TASK BRIEF ▸ Copy the following material line for line, with no change to any word, number, or mark.

____________________

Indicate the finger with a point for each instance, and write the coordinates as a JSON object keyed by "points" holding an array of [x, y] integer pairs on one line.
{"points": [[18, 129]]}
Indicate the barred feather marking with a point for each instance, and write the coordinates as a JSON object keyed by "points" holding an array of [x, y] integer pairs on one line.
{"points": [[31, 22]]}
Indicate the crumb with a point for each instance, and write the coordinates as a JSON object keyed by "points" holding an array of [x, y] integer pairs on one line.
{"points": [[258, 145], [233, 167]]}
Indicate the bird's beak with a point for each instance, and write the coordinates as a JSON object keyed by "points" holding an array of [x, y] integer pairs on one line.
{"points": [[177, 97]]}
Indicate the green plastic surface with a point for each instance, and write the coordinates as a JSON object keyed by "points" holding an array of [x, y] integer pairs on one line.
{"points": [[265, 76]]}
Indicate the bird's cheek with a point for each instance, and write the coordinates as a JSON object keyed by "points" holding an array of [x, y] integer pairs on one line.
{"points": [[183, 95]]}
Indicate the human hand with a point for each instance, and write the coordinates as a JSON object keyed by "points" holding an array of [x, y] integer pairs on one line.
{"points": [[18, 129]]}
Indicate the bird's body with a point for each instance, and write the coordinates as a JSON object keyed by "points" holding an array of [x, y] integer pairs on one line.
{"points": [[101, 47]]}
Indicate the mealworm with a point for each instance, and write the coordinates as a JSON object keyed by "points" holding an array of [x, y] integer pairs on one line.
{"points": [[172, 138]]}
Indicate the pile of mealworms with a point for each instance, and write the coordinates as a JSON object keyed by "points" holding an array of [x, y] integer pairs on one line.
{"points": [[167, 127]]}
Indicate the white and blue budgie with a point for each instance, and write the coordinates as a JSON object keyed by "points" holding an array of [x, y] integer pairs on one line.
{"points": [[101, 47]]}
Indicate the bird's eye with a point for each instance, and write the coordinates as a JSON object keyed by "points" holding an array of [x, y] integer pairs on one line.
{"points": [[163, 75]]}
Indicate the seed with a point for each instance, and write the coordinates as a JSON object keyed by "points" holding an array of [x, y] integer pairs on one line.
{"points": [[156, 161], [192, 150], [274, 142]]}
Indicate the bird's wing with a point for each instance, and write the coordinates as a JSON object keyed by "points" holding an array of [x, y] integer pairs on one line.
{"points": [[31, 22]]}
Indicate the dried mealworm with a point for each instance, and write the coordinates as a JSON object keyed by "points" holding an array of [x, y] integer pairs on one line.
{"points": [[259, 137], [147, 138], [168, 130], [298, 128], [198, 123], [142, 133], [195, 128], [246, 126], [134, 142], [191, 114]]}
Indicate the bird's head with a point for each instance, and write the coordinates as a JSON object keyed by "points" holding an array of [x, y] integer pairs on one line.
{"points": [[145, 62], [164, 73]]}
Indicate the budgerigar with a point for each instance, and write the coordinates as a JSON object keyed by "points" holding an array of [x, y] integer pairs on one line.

____________________

EXPECTED OUTPUT ▸
Indicate the finger with a point for each instance, and write the coordinates as a JSON object keyed by "points" holding an array of [x, y] integer pairs on one line.
{"points": [[18, 129]]}
Indicate the barred feather marking with a point for each instance, and write the coordinates as a JSON object keyed by "points" holding an array of [x, y] integer pairs on one line.
{"points": [[31, 22]]}
Indicate the crumb with a point for each instance, and write the coordinates as a JSON object keyed by "points" holding an array of [x, y] integer pairs on one line.
{"points": [[258, 145], [233, 167]]}
Indicate the bird's beak with a point for each instance, and write the coordinates as a JSON object keyed by "points" holding an array of [x, y] integer pairs on one line.
{"points": [[177, 97]]}
Indicate the green plastic surface with a point for each instance, and write the coordinates as a JSON object keyed by "points" holding an array of [x, y] integer pairs on one line.
{"points": [[265, 76]]}
Indicate the bird's cheek with a point for each instance, and write the coordinates as a JSON object keyed by "points" holding an array of [x, y] integer pairs on one line.
{"points": [[183, 95]]}
Indicate the human hand with a point for each instance, and write the coordinates as a JSON object keyed by "points" holding an array of [x, y] integer pairs on one line.
{"points": [[18, 129]]}
Indicate the bird's body with a point for each instance, and write the coordinates as a JSON object keyed by "points" holding an array of [x, y] integer pairs on one line.
{"points": [[101, 47]]}
Indicate the mealworm with a point for each instance, and write the coordinates as a JSON object keyed by "points" holding an array of [x, y] integer pairs on one line.
{"points": [[172, 138]]}
Indicate the pile of mealworms with a point for each instance, and write the coordinates as a JSON object keyed by "points" holding an array of [x, y] integer pairs on one line.
{"points": [[167, 127]]}
Indicate the white and blue budgie with a point for each instance, and write the coordinates as a JSON object keyed by "points" holding an array of [x, y] integer pairs on one line.
{"points": [[101, 47]]}
Indicate the bird's eye with a point for each instance, and write the coordinates as a JSON object keyed by "points" holding an array of [x, y] integer pairs on one line.
{"points": [[163, 75]]}
Indicate the seed with a point for each instance, and write the coordinates as a JSON object keyed by "points" holding an array of [x, y] integer pairs on one line.
{"points": [[156, 161], [192, 150], [274, 142]]}
Indicate the bird's wing with a point for each instance, and write the coordinates as a JSON object keyed by "points" holding an array of [x, y] integer pairs on one line.
{"points": [[31, 22]]}
Indicate the dried mealworm with a point for each instance, and write the coordinates as a JSON object keyed by "points" holding an array of [x, y] integer pairs on one line.
{"points": [[259, 137], [147, 138], [168, 130], [298, 128], [198, 123], [142, 133], [195, 128], [246, 126], [134, 142], [191, 114]]}
Indicate the bird's head with a point for each instance, and write the coordinates as a JSON object keyed by "points" holding an array of [x, y] integer pairs on one line.
{"points": [[145, 62], [164, 73]]}
Indicate the budgerigar with a point for each instance, and write the coordinates as a JSON object keyed by "points" holding an array of [x, y] integer pairs on one line.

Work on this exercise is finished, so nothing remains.